## ИСТОЧНИК
Вошла Марина Францева.
— Доброе утро, господа.
— Доброе утро.
— Юра, а ты что пришел, у тебя вклад? — спросила она Роста.
— Нет. Я сопровождающий.
— Понятно... Володя, ты очки мои не видел?
— Посмотри на окне, Мариночка.
Марина направилась к окну.
— Георгий Николаевич, сколько мы вам перевели, 100? — спросила она.
— Нет, 50 тысяч.
— Может, и хватит? — Марина подошла к окну.
— Нет, Марина Вячеславовна, не хватит. По договору 200 тысяч, по 50 каждый месяц. Мы получили только первый транш. Люди второй месяц без зарплаты. Если банк не может продолжать финансирование, давайте подпишем акт о невыполнении обязательств.
— Понятно. — Марина взяла очки и пошла к двери. — Я же говорила: не надо в это влезать, 50 тысяч долларов коту под хвост!
— Мы на эти деньги не бриллианты покупали, Марина Вячеславовна (у Францевой на пальцах были кольца с бриллиантами, о них много писали в газетах), — а по шестнадцать часов, без выходных под дождем вкалывали!
— Ну, ну... и здесь виноваты. — Марина вышла.
— Не обращайте внимания, она нервничает, — сказал Рачук.
— Георгий Николаевич тоже нервничает, — сказал Рост.
— Владимир Ильич, я на съемки опаздываю, — сказал я. — Если банк не может продолжить финансирование, давайте подпишем акт, а то с нами никто не будет дальше работать. — Я достал из папки бумагу, протянул Рачуку.
Рачук внимательно прочитал.

## ЗАДАНИЕ 1
Процитируйте из отрывка часть, которая открывается словами «Марина направилась к» и завершается словами «нервничает, — сказал Рост.».
## ЗАДАНИЕ 2
Какая общая сумма указана в договоре, о котором говорится в отрывке?

## ВЫДЕРЖКИ ИЗ ЗАПИСЕЙ
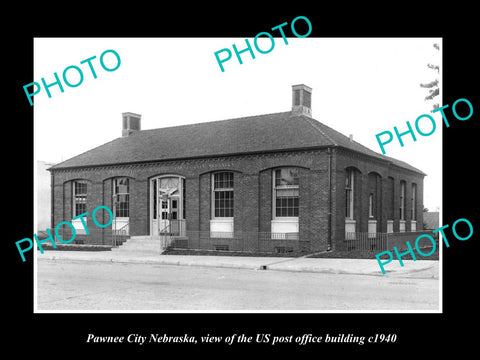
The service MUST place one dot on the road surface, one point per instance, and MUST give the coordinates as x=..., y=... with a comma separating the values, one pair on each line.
x=86, y=285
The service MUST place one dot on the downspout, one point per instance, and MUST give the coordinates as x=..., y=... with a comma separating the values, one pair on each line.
x=329, y=240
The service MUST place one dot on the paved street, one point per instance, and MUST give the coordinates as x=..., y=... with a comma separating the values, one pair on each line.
x=90, y=285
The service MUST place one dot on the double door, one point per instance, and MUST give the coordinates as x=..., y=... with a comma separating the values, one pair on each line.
x=167, y=211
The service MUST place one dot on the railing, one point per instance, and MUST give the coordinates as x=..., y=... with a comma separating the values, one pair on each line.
x=382, y=241
x=248, y=242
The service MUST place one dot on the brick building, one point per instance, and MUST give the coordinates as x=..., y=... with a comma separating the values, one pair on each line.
x=275, y=182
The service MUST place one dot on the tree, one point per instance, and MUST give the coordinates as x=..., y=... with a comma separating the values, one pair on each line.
x=433, y=87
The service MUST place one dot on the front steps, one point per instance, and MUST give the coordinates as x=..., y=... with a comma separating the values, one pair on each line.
x=149, y=244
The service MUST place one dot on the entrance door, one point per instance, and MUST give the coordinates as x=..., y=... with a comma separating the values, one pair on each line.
x=167, y=213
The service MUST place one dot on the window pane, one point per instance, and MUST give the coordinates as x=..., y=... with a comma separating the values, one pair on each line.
x=223, y=202
x=286, y=176
x=223, y=180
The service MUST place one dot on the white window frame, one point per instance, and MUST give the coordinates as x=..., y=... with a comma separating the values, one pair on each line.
x=414, y=202
x=403, y=185
x=274, y=197
x=351, y=174
x=283, y=227
x=78, y=223
x=221, y=227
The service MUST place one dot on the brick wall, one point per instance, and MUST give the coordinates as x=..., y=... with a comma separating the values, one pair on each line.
x=252, y=194
x=365, y=183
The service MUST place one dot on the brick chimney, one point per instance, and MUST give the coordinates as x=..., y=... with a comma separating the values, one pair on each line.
x=130, y=123
x=301, y=100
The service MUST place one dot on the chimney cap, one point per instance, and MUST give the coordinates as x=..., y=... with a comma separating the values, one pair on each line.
x=302, y=100
x=131, y=122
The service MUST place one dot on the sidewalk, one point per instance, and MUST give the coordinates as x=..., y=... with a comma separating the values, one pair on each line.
x=418, y=269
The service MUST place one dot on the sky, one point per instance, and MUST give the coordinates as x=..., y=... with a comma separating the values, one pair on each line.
x=361, y=86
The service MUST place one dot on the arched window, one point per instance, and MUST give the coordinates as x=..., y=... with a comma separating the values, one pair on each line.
x=222, y=194
x=286, y=191
x=79, y=197
x=349, y=193
x=121, y=193
x=222, y=223
x=402, y=199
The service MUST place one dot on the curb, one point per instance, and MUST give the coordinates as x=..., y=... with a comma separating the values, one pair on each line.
x=272, y=266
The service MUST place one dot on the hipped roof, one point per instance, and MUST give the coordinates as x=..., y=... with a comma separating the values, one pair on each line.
x=254, y=134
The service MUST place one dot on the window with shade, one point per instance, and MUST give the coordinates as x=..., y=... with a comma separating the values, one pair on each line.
x=349, y=193
x=222, y=194
x=402, y=199
x=121, y=197
x=286, y=192
x=80, y=197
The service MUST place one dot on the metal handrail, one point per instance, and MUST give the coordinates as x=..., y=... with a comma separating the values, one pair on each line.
x=118, y=232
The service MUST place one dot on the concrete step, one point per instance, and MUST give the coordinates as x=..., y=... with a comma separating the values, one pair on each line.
x=148, y=244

## ПИСЬМЕННЫЙ ОТВЕТ 1
Марина направилась к окну.
— Георгий Николаевич, сколько мы вам перевели, 100? — спросила она.
— Нет, 50 тысяч.
— Может, и хватит? — Марина подошла к окну.
— Нет, Марина Вячеславовна, не хватит. По договору 200 тысяч, по 50 каждый месяц. Мы получили только первый транш. Люди второй месяц без зарплаты. Если банк не может продолжать финансирование, давайте подпишем акт о невыполнении обязательств.
— Понятно. — Марина взяла очки и пошла к двери. — Я же говорила: не надо в это влезать, 50 тысяч долларов коту под хвост!
— Мы на эти деньги не бриллианты покупали, Марина Вячеславовна (у Францевой на пальцах были кольца с бриллиантами, о них много писали в газетах), — а по шестнадцать часов, без выходных под дождем вкалывали!
— Ну, ну... и здесь виноваты. — Марина вышла.
— Не обращайте внимания, она нервничает, — сказал Рачук.
— Георгий Николаевич тоже нервничает, — сказал Рост.

## ПИСЬМЕННЫЙ ОТВЕТ 2
200 тысяч.